WRITTEN PROBLEM: Count the lines in the rows below that contain the word "clothing". Reply with only that number.

++++ RECORD EXTRACTS

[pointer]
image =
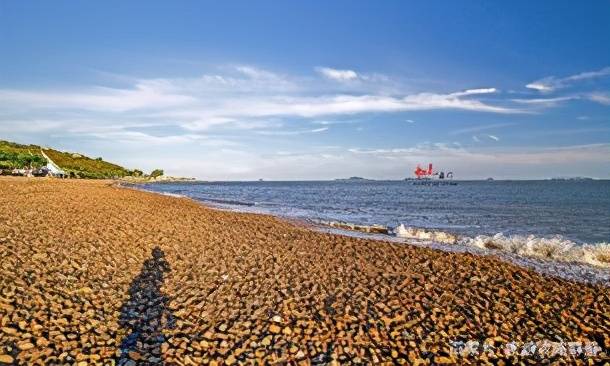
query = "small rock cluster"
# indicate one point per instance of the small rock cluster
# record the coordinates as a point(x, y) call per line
point(95, 274)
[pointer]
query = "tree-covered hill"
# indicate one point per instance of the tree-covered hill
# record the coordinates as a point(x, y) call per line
point(13, 155)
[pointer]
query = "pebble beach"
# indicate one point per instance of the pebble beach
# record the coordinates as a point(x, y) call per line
point(92, 273)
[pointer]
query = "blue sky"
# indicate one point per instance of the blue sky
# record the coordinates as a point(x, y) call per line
point(313, 90)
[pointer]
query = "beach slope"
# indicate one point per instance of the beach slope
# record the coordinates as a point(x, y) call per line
point(90, 272)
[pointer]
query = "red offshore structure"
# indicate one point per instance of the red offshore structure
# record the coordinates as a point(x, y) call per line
point(422, 173)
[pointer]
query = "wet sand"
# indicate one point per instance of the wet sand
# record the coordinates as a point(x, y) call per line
point(92, 273)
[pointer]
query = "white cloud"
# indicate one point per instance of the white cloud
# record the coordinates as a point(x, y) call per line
point(551, 83)
point(600, 98)
point(545, 102)
point(337, 75)
point(244, 97)
point(540, 86)
point(291, 133)
point(475, 92)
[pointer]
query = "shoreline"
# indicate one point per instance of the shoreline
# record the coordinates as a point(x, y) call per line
point(93, 272)
point(574, 270)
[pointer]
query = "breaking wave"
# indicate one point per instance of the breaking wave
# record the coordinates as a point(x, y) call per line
point(556, 248)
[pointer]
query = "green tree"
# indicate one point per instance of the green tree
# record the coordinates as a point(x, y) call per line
point(156, 173)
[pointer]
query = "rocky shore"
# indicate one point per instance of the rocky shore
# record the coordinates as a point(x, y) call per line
point(91, 273)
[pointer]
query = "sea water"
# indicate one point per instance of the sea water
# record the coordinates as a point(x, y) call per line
point(554, 219)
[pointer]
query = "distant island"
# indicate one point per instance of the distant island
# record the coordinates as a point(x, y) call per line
point(351, 179)
point(572, 178)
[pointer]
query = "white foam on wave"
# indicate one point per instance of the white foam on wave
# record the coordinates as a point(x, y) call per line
point(176, 195)
point(422, 234)
point(556, 248)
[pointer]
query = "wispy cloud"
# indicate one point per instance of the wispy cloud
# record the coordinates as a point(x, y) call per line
point(603, 98)
point(291, 133)
point(552, 83)
point(239, 98)
point(545, 102)
point(478, 128)
point(337, 74)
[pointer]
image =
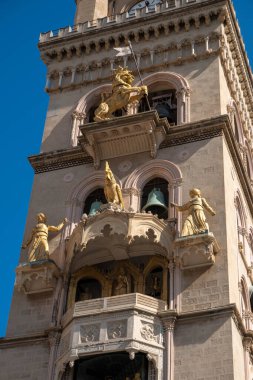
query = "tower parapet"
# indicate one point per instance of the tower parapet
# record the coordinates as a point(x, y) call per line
point(90, 10)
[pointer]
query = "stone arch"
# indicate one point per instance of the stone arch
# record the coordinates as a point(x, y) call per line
point(155, 168)
point(182, 88)
point(248, 160)
point(245, 302)
point(236, 122)
point(80, 114)
point(240, 221)
point(240, 209)
point(75, 201)
point(88, 272)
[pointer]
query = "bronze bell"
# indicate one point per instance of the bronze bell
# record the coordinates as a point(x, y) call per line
point(95, 206)
point(155, 202)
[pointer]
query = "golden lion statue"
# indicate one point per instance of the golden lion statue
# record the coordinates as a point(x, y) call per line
point(122, 94)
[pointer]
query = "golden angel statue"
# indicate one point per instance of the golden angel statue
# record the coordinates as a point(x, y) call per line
point(112, 190)
point(123, 94)
point(195, 222)
point(38, 241)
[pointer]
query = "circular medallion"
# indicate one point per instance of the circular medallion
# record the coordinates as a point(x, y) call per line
point(68, 177)
point(124, 166)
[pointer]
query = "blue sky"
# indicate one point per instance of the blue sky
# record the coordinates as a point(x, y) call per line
point(23, 110)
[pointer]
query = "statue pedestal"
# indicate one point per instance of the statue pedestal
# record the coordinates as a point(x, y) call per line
point(124, 135)
point(37, 277)
point(196, 250)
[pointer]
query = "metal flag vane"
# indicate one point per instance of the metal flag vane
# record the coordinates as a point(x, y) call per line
point(128, 50)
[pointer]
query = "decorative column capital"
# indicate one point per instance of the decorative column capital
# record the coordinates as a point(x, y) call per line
point(169, 319)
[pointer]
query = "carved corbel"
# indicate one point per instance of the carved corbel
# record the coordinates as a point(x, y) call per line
point(153, 359)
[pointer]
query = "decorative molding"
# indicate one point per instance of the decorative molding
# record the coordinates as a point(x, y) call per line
point(138, 133)
point(60, 159)
point(89, 333)
point(37, 277)
point(117, 329)
point(196, 251)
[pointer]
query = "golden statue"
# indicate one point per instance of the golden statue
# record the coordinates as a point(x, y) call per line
point(195, 222)
point(123, 94)
point(112, 190)
point(38, 240)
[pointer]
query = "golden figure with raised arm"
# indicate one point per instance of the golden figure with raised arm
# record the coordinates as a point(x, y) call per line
point(123, 94)
point(112, 190)
point(195, 222)
point(38, 241)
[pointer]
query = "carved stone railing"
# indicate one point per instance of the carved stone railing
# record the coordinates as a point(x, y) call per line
point(196, 251)
point(129, 323)
point(116, 19)
point(113, 304)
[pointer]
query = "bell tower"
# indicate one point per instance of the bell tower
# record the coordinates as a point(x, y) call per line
point(137, 255)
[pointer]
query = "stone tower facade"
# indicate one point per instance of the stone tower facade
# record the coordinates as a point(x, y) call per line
point(122, 294)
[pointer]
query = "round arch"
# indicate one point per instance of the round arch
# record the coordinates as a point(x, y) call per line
point(181, 86)
point(235, 119)
point(152, 169)
point(80, 113)
point(76, 199)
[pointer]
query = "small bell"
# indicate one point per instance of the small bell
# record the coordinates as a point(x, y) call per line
point(95, 206)
point(156, 203)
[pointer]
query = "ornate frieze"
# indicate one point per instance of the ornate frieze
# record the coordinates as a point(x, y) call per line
point(196, 250)
point(142, 132)
point(150, 332)
point(37, 277)
point(89, 333)
point(117, 329)
point(161, 56)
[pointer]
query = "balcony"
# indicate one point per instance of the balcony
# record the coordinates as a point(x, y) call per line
point(142, 132)
point(196, 251)
point(113, 324)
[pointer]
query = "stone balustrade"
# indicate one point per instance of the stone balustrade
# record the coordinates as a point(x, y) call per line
point(165, 6)
point(115, 303)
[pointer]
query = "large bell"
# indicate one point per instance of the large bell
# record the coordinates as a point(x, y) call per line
point(95, 206)
point(156, 203)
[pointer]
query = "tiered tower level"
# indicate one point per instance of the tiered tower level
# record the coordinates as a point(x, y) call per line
point(123, 295)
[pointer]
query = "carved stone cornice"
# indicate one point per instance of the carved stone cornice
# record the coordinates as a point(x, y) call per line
point(23, 340)
point(178, 135)
point(59, 159)
point(116, 31)
point(98, 77)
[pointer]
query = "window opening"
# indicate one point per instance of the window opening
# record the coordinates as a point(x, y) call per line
point(94, 201)
point(164, 102)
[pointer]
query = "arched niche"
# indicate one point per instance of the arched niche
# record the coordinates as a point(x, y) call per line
point(76, 199)
point(240, 221)
point(94, 200)
point(86, 105)
point(155, 197)
point(153, 169)
point(178, 92)
point(88, 273)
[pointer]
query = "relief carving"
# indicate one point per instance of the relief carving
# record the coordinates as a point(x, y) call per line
point(89, 333)
point(149, 332)
point(117, 329)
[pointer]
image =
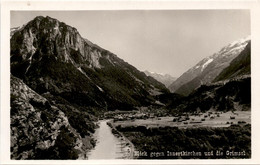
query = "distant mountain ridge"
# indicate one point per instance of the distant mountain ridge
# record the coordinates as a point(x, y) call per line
point(166, 79)
point(51, 56)
point(208, 68)
point(60, 84)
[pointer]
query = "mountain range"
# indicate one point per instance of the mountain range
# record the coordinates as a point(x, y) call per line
point(60, 83)
point(208, 69)
point(166, 79)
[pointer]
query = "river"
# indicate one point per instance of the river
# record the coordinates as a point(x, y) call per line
point(107, 146)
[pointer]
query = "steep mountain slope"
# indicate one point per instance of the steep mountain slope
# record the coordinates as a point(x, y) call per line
point(43, 130)
point(239, 66)
point(166, 79)
point(51, 56)
point(207, 69)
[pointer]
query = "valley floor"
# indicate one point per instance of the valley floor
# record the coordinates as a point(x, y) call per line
point(207, 119)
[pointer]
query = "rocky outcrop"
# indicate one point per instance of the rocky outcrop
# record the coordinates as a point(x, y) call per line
point(38, 128)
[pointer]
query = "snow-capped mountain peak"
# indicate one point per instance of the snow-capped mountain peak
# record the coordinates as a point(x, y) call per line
point(207, 69)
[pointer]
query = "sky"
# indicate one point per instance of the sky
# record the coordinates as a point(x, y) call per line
point(161, 41)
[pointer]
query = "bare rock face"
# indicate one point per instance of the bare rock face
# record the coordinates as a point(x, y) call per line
point(36, 125)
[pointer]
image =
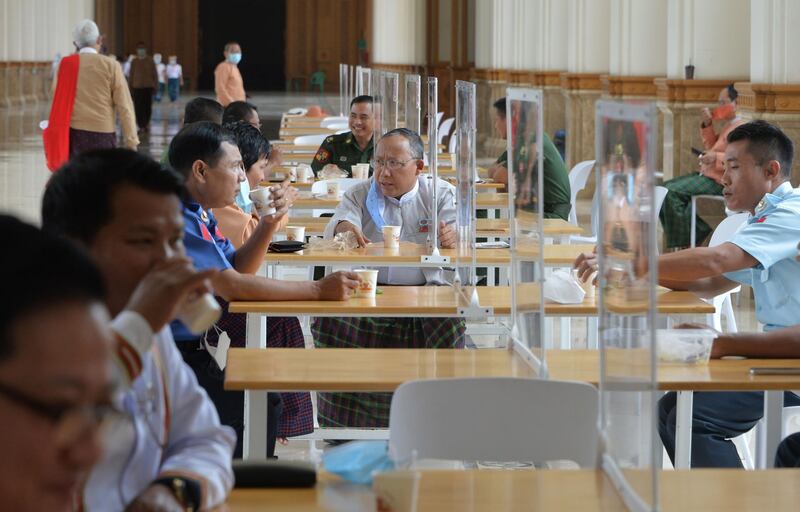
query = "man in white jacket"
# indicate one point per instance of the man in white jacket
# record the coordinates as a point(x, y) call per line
point(171, 453)
point(398, 194)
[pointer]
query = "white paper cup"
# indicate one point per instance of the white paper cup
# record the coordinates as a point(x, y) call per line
point(199, 314)
point(297, 233)
point(391, 236)
point(304, 175)
point(261, 198)
point(333, 188)
point(587, 286)
point(368, 284)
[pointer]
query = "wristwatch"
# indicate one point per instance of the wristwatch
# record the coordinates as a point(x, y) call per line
point(186, 491)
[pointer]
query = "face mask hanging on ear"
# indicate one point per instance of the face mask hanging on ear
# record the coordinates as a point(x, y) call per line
point(243, 200)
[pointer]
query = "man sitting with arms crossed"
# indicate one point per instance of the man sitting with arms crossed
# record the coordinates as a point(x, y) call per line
point(172, 454)
point(397, 195)
point(209, 159)
point(339, 152)
point(55, 385)
point(758, 161)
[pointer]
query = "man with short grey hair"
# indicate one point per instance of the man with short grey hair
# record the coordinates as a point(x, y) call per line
point(94, 86)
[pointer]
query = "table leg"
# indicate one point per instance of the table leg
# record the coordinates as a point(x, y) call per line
point(255, 402)
point(683, 430)
point(772, 432)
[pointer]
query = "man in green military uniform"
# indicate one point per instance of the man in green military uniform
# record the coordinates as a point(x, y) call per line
point(339, 152)
point(556, 180)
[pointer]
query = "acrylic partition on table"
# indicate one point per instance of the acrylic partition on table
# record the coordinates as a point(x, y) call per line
point(344, 89)
point(363, 81)
point(625, 148)
point(524, 123)
point(413, 103)
point(465, 163)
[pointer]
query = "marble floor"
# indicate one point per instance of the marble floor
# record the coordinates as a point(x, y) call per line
point(23, 175)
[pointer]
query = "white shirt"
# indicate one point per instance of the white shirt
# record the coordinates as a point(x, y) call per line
point(411, 212)
point(174, 71)
point(174, 426)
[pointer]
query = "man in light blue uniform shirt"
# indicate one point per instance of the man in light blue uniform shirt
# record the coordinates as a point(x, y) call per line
point(761, 254)
point(758, 162)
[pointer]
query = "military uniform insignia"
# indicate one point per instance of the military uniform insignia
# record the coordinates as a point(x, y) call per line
point(322, 155)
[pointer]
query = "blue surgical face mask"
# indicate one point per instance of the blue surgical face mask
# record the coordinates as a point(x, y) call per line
point(243, 197)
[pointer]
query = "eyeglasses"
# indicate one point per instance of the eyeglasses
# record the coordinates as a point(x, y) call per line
point(390, 164)
point(70, 421)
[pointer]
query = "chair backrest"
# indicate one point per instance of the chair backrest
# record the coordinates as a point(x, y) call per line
point(495, 418)
point(661, 194)
point(578, 177)
point(310, 140)
point(444, 129)
point(727, 228)
point(321, 187)
point(333, 120)
point(451, 144)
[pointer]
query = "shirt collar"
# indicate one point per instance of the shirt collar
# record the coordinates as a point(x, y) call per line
point(775, 197)
point(407, 197)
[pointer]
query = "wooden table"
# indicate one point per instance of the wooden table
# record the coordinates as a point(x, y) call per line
point(710, 490)
point(485, 228)
point(409, 254)
point(484, 201)
point(441, 301)
point(353, 369)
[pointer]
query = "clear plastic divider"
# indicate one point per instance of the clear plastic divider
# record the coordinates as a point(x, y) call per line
point(625, 147)
point(524, 123)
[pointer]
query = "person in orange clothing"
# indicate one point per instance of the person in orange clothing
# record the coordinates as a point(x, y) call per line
point(676, 213)
point(228, 83)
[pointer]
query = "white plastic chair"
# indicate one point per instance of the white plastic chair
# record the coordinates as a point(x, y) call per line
point(578, 177)
point(310, 140)
point(722, 303)
point(444, 129)
point(693, 222)
point(495, 418)
point(451, 144)
point(333, 120)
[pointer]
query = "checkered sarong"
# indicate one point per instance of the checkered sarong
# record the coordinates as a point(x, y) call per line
point(676, 212)
point(297, 416)
point(371, 410)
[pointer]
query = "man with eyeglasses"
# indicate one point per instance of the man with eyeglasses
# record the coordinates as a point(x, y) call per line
point(169, 452)
point(55, 383)
point(338, 153)
point(396, 195)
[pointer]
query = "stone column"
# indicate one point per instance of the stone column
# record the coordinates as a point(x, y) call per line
point(587, 60)
point(773, 93)
point(714, 36)
point(549, 26)
point(496, 53)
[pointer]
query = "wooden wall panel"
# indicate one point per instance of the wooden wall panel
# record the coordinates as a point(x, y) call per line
point(320, 34)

++++++++

RESPONSE TO THIS TASK: 2